§ Activity
According to the essay on computer viruses, how often does a typical bacterium produce a new generation?

Reading passage Start Marker

Originally published 5 October 1992
This is the Nineties, right?
Not only must we protect ourselves from germs. We must also guard our computers.
Whenever I pop a floppy disk into the drive of my Macintosh, the machine is potentially exposed to viruses — digital microbes contrived by unscrupulous hackers to turn my computer’s memory into mush.
A computer virus is a short program that passes from machine to machine, concealed in streams of apparently innocent data. Once lodged in the memory of a host computer, the virus program copies itself, sometimes in memory-clogging numbers, then looks for other machines to infect. In all of this, a computer virus is uncannily similar to a biological virus.
My Mac is not without protection. I’ve invested in a virus detection program that scans every disk that goes into the drive for common viruses. The program is a sort of all-purpose antibiotic that recognizes and destroys alien viruses before they corrupt my data.
However, my computer has a built-in modem that allows it to exchange data with other computers over telephone lines. Telephone communication is virus-safe for humans, but not for computers. My virus-protection program doesn’t check the modem connection. If the machine at the other end of the line is infected, my computer is at risk.
So far, computer viruses pose only a modest risk to the owner of a personal computer. Provided we use protection, and exchange data only with computers we have reason to believe are virus-free, we have little to worry about. However, two articles in a [1992] issue of Science suggest a more worrisome future.
According to the first article, many bacteria and viruses that cause common diseases, from pneumonia to tuberculosis, are developing resistance to the drugs that have kept those diseases under control. Like all living things, microbes evolve. If genetic mutations give a microbe some measure of protection against its enemies (antibiotics), the new genes will be favored by natural selection. Microbes reproduce with astonishing speed — a generation every 20 minutes for the typical bacterium. Bacteria also have a way of exchanging genes directly among themselves. For bacteria, the equivalent of a million years of human evolution can be compressed into a few months.
Medical researchers are struggling to develop new antibiotics faster than microbes evolve defenses. “There’s no magic bullet,” says George Jacoby, a specialist in infectious diseases at Massachusetts General Hospital. “Bugs are always figuring out ways to get around the antibiotics we throw at them. They adapt, and they come roaring back.”
The second article in Science reported on the third workshop on Artificial Life (ALife), held in Santa Fe this summer.
The most exciting discussions at the workshop concerned the possibility of creating “real” life in a computer, and whether digital life might already exist in the form of computer viruses.
According to ALife aficionados, life is not just a collection of molecules or cells; more fundamentally, it is also a set of processes, such as metabolism, reproduction, or protein formation. These processes can be simulated with dramatic fidelity in the memory of a computer. Digital “plants,” for example, have been made to grow, blossom, compete and evolve. When the results are displayed on the screen of a video monitor, they are disconcertingly lifelike.

Reading passage End Marker
Record set Start Marker

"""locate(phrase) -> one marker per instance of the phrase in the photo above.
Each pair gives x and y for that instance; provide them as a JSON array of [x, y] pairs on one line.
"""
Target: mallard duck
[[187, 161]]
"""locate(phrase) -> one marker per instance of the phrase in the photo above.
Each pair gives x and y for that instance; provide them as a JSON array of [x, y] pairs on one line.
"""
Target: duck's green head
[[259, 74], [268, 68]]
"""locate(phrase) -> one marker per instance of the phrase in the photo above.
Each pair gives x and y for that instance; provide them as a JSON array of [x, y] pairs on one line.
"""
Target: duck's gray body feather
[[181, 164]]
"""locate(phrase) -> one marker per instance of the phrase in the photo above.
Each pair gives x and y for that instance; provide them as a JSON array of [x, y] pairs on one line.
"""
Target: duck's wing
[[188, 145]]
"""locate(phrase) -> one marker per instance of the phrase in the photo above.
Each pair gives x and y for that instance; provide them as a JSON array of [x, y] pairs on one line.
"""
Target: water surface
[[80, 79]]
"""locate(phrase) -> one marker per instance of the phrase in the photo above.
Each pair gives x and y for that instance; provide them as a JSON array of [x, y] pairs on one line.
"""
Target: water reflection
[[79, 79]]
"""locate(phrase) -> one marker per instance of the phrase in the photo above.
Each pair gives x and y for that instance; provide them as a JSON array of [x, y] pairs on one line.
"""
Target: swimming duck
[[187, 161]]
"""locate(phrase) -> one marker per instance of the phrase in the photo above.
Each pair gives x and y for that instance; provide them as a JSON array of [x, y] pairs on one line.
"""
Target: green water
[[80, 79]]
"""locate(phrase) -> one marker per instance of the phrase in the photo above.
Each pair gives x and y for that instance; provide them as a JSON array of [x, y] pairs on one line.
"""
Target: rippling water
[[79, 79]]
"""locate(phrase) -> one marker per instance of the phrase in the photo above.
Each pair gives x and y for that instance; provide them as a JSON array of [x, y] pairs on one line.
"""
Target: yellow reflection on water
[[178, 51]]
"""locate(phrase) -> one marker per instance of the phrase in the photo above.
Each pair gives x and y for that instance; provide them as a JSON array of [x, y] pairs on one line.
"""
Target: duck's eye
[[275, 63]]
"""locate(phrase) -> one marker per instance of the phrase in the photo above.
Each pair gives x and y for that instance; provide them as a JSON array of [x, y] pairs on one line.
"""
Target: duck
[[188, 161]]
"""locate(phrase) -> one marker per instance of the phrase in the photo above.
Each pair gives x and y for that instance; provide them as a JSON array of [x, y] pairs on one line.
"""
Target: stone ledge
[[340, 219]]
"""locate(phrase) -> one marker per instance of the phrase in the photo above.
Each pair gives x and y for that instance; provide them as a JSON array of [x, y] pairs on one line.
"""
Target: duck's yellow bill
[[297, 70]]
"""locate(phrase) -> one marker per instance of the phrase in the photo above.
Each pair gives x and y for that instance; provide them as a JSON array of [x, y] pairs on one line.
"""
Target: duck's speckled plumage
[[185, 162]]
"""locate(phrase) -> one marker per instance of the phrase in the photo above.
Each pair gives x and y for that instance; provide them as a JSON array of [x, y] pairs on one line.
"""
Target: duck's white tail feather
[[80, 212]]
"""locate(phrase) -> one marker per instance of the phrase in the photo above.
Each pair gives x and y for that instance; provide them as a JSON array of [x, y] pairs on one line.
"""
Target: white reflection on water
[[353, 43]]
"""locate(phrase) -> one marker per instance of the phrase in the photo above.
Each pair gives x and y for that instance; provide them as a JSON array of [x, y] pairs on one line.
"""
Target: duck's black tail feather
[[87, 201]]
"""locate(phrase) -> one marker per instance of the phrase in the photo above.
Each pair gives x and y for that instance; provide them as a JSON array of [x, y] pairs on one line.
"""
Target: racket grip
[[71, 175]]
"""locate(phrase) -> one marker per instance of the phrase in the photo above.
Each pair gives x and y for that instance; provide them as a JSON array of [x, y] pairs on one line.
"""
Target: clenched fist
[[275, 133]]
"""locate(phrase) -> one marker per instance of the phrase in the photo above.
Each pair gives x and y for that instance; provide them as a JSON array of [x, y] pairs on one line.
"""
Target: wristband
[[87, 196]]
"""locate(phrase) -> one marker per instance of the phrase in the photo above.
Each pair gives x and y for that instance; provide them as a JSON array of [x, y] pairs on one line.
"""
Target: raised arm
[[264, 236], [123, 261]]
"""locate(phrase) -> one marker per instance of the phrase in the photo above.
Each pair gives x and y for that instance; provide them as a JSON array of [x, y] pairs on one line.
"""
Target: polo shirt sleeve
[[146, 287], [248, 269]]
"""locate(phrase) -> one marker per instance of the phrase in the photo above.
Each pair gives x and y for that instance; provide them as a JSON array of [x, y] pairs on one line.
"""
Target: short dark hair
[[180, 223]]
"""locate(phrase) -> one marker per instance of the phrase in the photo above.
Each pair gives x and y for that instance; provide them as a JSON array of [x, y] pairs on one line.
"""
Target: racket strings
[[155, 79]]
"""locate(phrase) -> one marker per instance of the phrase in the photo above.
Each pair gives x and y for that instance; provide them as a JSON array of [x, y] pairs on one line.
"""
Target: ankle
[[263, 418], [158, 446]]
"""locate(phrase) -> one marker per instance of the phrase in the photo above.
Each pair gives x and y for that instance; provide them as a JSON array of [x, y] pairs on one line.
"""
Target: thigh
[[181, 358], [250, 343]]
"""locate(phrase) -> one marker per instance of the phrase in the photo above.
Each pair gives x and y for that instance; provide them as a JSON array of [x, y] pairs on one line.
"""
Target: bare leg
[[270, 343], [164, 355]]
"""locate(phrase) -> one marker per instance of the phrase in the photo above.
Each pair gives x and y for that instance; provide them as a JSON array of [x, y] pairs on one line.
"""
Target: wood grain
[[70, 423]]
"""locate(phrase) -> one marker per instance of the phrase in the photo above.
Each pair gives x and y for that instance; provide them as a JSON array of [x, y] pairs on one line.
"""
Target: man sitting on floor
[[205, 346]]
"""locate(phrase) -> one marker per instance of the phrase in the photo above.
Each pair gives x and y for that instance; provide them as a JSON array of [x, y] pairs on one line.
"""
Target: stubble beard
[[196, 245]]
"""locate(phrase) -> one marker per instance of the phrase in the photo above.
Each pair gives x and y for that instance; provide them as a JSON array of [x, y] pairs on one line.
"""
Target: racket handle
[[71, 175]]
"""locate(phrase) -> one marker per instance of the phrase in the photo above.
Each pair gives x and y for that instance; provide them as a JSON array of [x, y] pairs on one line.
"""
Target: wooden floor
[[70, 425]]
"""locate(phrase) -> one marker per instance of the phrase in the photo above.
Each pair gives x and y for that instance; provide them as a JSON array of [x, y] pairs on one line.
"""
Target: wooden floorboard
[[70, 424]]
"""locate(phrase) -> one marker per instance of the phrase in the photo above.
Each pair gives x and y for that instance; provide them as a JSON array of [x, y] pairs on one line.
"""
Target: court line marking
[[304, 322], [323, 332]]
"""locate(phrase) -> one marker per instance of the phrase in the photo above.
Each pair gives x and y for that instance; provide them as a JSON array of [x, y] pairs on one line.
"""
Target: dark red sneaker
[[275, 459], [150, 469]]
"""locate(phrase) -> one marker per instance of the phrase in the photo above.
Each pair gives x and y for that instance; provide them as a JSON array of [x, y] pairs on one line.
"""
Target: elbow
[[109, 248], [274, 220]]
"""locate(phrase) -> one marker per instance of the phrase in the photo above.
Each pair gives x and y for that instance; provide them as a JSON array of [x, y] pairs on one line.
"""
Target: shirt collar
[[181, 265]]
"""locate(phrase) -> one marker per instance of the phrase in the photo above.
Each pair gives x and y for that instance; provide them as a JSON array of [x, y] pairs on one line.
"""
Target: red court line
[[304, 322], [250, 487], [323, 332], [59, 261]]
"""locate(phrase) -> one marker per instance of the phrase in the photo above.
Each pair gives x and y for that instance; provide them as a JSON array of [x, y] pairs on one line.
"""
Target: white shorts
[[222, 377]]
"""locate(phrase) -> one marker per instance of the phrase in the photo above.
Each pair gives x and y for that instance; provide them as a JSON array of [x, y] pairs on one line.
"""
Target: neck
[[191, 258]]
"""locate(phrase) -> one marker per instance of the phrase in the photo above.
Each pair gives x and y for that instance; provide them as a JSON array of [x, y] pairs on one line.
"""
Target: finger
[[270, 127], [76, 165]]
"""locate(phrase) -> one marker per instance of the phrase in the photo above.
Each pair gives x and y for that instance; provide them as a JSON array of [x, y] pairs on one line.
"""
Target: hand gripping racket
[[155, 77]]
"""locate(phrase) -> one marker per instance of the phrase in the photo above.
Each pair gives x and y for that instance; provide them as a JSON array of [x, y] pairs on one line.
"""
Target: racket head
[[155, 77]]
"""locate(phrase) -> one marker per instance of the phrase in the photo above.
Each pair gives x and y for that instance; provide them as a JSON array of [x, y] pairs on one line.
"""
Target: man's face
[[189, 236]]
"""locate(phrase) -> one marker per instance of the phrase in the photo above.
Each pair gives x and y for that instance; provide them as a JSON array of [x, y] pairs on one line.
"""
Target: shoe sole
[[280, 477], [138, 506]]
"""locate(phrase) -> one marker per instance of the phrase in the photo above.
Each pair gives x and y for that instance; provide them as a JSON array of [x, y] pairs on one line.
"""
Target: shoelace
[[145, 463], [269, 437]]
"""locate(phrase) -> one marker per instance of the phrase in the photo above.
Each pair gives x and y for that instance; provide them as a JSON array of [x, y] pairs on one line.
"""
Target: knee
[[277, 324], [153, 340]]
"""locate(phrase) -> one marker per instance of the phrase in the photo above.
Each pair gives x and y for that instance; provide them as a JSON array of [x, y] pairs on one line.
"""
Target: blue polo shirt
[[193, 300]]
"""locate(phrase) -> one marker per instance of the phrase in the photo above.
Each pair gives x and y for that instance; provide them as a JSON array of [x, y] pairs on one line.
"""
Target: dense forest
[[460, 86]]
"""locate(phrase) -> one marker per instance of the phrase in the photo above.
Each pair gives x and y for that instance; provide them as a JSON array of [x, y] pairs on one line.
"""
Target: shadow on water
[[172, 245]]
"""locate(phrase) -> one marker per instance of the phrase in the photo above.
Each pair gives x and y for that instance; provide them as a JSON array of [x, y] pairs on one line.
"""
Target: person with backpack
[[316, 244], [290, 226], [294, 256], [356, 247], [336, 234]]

Record set End Marker

§ Task response
Every 20 minutes.